PROBLEMS TO WORK ON:
(1) Translate into Spanish the following sentence from the passage about the matador Aparicio: "It was the inspiration for paintings by Picasso and Goya."
(2) Reproduce the portion of the passage about the matador Aparicio that begins at the words "He has even" and ends after the words "since the accident?".

When Aparicio was able to speak again, he gave many interviews. The accident was turned into the great epic that bullfighting in Spain needs so urgently. It took bullfighting back to its most basic, archaic principles. The animal earns respect by trying to survive, and the matador becomes an object of publish adoration for vanquishing the bull. There is great power in the relationship between the two. It was the inspiration for paintings by Picasso and Goya. Even when the balance between the matador and the bull is upset, the respect for the animal remains. The injury or death of the matador is a nothing more than one of the rules of the game.

Aparicio quickly realized that he had an opportunity to deliver a great story -- a story of courage in the face of adversity, and of the triumphant return of a matador only 10 weeks after having a horn jammed through his face. But everything had to happen very quickly.

First he fired his manager, who had said in an interview that a bullfighter couldn't recover that quickly from an accident like Aparicio's, at least not psychologically. The new manager says it is possible. In recent weeks, his job has consisted of arranging interviews and signing contracts. Aparicio will fight in August in Vitoria, Marbella, El Escorial, Gijón, Torremolinos, Málaga, Antequera, Ciudad Real, Requena and Palencia. He had had only six bookings by May. He is now scheduled to appear 11 times in August alone. In the last few weeks, the media have featured a number of human-interest stories about the matador: Aparicio exercising, Aparicio on his ranch, Aparicio the man.

Like Being Run Over

He has even managed to find the right words to describe what happened to him. "Imagine you get run over by a car. It's the same thing," he says. "Except that the car leaves you alone after it has run you over."

Has his relationship with the bulls changed since the accident?

"The bull and I, we are a team," he says. "The bull gives you your triumph. He's your friend. He can also catch you. He's an animal and he wants to defend himself. But I see him as a friend."

Things were progressing. Don Eduardo's plan seemed to be working.

There was only one question that everyone seemed to have forgotten in the midst of all the excitement: What happens the first time Aparicio encounters a bull after Madrid?

Another Ordeal

It's hot in Pontevedra. The sun has been shining all day. His first bull, a 510-kilo animal, is named Cortesano. Aparicio takes the large cape and flourishes it a few times, keeping it as far away from his body as possible. Then he calls Francisco, the fat picador. Francisco is ready. His horse is blindfolded. He tucks the lance under his arm and waits for Cortesano. He isn't a particularly wild bull. Nevertheless, Francisco is too hard on the bull, and the crowd boos. Francisco jams the lance into the bull's shoulders and neck again and again, until Cortesano, severely weakened by now, turns away.

DATASET ROWS:
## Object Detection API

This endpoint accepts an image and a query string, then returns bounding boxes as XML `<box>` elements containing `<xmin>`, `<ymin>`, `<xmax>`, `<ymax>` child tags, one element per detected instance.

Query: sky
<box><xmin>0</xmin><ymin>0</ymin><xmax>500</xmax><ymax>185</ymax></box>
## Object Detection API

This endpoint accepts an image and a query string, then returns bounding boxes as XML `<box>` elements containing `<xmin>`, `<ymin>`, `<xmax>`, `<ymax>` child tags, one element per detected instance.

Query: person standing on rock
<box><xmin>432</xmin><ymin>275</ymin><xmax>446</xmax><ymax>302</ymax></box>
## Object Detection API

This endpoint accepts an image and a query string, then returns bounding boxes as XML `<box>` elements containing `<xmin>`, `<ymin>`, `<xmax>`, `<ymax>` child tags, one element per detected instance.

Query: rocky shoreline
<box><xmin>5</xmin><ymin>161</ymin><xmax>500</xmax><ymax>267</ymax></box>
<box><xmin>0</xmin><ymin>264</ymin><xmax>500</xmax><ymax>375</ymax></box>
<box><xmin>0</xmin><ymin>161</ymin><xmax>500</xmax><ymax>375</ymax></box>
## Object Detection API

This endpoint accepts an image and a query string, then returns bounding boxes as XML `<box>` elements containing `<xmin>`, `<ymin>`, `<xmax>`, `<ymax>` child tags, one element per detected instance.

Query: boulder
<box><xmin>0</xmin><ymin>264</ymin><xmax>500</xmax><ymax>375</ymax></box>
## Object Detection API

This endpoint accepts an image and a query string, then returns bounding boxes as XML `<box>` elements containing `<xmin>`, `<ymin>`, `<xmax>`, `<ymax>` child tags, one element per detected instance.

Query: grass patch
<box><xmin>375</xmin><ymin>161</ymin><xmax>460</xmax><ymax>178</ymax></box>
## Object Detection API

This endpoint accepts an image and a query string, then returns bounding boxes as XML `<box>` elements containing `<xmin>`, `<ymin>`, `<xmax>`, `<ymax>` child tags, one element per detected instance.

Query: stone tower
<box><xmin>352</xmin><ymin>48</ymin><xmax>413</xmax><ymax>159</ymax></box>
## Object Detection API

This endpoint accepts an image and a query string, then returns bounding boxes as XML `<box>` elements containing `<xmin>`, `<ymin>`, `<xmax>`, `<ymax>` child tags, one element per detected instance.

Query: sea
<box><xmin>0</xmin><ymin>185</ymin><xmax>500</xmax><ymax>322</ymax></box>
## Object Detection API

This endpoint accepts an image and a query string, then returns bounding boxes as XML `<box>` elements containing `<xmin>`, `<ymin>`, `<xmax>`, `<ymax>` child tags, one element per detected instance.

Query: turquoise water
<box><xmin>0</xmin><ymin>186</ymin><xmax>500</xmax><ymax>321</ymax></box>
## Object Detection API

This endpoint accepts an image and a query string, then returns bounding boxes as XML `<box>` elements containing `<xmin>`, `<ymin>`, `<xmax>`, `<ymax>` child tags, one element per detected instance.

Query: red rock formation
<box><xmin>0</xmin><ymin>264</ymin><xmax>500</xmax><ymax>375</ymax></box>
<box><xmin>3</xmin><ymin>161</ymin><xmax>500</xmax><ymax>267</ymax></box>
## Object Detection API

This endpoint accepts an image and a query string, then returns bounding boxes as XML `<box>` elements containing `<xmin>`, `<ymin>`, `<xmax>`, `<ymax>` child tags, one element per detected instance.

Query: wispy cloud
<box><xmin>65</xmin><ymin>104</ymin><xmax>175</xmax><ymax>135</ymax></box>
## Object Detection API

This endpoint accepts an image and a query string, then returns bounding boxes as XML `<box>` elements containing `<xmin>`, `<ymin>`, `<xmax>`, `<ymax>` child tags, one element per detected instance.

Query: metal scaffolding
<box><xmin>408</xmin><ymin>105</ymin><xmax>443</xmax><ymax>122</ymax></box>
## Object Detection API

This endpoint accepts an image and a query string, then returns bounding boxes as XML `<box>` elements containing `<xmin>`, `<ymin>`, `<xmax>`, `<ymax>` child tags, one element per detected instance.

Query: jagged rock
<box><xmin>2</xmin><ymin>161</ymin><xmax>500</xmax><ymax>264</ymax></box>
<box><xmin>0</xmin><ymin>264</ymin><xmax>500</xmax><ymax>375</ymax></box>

RESULTS OF THE EXERCISE:
(1) Fue la inspiración de pinturas de Picasso y Goya.

(2)
He has even managed to find the right words to describe what happened to him. "Imagine you get run over by a car. It's the same thing," he says. "Except that the car leaves you alone after it has run you over."

Has his relationship with the bulls changed since the accident?